• **Input records**
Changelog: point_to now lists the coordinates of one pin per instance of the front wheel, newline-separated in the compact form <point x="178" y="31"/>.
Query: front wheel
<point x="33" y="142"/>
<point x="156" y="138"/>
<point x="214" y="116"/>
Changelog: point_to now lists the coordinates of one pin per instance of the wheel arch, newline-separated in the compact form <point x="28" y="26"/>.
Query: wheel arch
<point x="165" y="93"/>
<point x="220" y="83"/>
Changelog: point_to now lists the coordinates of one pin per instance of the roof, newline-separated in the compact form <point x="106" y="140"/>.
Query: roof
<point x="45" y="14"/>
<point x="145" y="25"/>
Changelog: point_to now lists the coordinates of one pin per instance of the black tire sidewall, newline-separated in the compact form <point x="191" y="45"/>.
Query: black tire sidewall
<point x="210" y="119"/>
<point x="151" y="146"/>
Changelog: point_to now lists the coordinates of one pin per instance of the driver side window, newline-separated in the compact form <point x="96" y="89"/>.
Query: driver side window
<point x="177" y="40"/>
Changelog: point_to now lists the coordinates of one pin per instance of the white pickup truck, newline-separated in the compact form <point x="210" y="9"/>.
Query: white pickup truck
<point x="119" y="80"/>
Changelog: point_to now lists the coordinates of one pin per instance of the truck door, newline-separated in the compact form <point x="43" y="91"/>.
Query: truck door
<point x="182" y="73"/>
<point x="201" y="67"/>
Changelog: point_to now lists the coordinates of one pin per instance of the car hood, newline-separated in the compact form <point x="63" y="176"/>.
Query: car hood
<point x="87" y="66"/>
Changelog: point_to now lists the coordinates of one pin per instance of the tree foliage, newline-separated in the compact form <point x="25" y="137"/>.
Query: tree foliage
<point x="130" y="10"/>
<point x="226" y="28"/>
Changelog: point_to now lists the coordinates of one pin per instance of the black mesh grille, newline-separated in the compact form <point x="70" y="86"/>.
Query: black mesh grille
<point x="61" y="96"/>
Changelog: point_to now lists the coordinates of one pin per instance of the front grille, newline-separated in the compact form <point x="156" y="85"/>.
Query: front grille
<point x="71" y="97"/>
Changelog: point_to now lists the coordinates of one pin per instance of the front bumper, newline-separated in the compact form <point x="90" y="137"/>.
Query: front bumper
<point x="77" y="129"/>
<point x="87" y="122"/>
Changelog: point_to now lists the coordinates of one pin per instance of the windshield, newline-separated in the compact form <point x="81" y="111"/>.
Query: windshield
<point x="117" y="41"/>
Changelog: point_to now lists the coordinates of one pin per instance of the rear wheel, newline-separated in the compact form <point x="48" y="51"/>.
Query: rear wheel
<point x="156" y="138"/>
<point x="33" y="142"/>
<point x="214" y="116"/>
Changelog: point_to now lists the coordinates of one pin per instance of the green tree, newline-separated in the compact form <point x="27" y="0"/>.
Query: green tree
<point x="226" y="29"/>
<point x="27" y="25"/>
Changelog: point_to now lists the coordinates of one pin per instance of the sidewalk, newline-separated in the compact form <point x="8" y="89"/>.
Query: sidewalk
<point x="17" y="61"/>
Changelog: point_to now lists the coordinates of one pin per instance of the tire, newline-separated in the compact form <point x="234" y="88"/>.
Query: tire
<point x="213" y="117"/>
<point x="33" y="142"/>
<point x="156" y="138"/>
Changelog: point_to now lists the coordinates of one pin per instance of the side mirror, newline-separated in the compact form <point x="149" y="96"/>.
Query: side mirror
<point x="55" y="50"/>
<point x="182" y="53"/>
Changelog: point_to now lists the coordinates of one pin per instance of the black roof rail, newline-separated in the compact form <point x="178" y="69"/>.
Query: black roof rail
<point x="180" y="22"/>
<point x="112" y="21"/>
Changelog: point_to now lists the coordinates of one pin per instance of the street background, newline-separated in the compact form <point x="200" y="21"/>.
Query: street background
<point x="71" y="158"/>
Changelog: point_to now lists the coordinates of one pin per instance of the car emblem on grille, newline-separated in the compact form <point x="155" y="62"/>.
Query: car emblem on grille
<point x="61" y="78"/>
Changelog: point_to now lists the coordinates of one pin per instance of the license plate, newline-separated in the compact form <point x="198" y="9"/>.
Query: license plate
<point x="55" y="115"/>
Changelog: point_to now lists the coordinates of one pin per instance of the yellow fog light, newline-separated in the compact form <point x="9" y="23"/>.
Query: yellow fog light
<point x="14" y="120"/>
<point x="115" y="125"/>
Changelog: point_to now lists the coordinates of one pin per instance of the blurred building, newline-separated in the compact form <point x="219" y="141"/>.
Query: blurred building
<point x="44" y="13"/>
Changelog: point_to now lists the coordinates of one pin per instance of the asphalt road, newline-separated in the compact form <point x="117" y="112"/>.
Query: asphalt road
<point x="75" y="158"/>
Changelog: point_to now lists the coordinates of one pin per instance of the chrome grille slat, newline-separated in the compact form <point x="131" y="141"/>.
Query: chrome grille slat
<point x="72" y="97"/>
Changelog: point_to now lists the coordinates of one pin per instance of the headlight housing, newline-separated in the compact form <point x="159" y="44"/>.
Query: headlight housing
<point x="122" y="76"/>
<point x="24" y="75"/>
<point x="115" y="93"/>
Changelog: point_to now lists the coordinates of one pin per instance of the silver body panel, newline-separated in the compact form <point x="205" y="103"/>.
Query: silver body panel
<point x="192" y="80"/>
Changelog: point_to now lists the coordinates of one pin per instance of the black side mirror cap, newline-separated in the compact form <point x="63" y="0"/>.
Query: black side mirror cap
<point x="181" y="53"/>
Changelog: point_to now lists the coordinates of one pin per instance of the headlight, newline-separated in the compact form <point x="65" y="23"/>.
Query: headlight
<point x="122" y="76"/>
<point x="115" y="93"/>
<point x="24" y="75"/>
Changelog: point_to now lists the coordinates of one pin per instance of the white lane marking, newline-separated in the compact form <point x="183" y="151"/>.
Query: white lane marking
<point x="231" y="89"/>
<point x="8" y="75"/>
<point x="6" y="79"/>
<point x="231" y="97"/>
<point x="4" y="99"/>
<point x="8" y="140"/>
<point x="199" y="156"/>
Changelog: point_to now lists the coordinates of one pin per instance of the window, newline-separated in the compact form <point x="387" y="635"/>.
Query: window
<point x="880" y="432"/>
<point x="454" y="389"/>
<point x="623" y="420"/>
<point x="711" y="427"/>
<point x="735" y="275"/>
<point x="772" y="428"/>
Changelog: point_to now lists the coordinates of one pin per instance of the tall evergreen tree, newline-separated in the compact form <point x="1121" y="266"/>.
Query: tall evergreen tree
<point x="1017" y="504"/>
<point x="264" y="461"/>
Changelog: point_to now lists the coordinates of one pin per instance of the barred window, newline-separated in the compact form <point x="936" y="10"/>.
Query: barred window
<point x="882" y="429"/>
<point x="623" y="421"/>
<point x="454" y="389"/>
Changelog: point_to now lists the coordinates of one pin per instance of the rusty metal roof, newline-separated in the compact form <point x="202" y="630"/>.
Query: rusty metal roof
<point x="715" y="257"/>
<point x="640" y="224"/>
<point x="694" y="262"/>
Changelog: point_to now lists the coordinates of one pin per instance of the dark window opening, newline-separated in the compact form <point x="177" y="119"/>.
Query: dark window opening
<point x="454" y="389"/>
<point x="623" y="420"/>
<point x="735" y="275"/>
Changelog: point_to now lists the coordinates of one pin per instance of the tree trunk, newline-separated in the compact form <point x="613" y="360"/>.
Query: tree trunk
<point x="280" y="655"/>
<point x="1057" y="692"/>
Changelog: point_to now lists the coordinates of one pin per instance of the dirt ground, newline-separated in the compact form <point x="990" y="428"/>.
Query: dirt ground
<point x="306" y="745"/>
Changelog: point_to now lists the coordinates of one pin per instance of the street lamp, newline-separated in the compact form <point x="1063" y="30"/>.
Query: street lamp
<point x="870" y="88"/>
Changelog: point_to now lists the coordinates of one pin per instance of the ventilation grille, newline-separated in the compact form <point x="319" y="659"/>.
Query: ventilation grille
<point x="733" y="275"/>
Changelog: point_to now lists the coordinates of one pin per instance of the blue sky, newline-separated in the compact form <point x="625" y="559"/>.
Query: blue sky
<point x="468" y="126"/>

• **What you have to do**
Please give an exact copy of the lines above, beginning with the line containing "Query: windshield" and running through the line containing "the tire, newline-separated", and of no other lines.

• **Answer to this task**
Query: windshield
<point x="117" y="41"/>
Changelog: point_to now lists the coordinates of one pin per instance of the rear wheel, newline-separated in the compact form <point x="48" y="51"/>.
Query: rear wheel
<point x="156" y="138"/>
<point x="33" y="142"/>
<point x="214" y="116"/>
Changelog: point_to now lists the coordinates of one pin per instance of the green tree, newline-separated in the compact form <point x="27" y="0"/>.
Query: green tree
<point x="226" y="29"/>
<point x="27" y="25"/>
Changelog: point_to now lists the coordinates of one pin per instance of the sidewalk, newline-separated in the compact form <point x="8" y="89"/>.
Query: sidewalk
<point x="17" y="61"/>
Changelog: point_to now lists the coordinates of one pin per instance of the tire, newline-separated in the compact form <point x="234" y="88"/>.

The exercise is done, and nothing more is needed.